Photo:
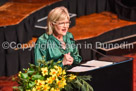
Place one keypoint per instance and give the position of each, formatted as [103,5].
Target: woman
[57,43]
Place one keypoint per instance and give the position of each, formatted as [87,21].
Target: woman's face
[61,27]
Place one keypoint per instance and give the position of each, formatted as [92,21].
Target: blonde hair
[58,13]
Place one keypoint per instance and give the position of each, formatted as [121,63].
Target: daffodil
[34,89]
[63,72]
[44,71]
[19,74]
[61,83]
[72,77]
[40,82]
[50,80]
[38,88]
[53,72]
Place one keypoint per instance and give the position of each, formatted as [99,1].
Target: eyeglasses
[61,24]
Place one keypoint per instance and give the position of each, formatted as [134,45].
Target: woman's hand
[68,60]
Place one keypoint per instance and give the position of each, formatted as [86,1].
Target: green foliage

## [THE TASK]
Beginning at the line that holds "formatted as [121,63].", write out word for word each line through the end of the records.

## [RESULT]
Place one keypoint per instance and give the position of each, formatted as [121,63].
Target: daffodil
[34,89]
[63,72]
[44,71]
[19,74]
[61,83]
[72,77]
[40,82]
[50,80]
[38,88]
[53,72]
Place one keypoint per instance and give the position of each, formatted as [99,1].
Target: eyeglasses
[61,24]
Place one keypoint per instance and give the position of each, formatted as [134,45].
Target: woman's hand
[68,60]
Place one keypoint per instance and give the position of each, formatted as [86,1].
Target: green foliage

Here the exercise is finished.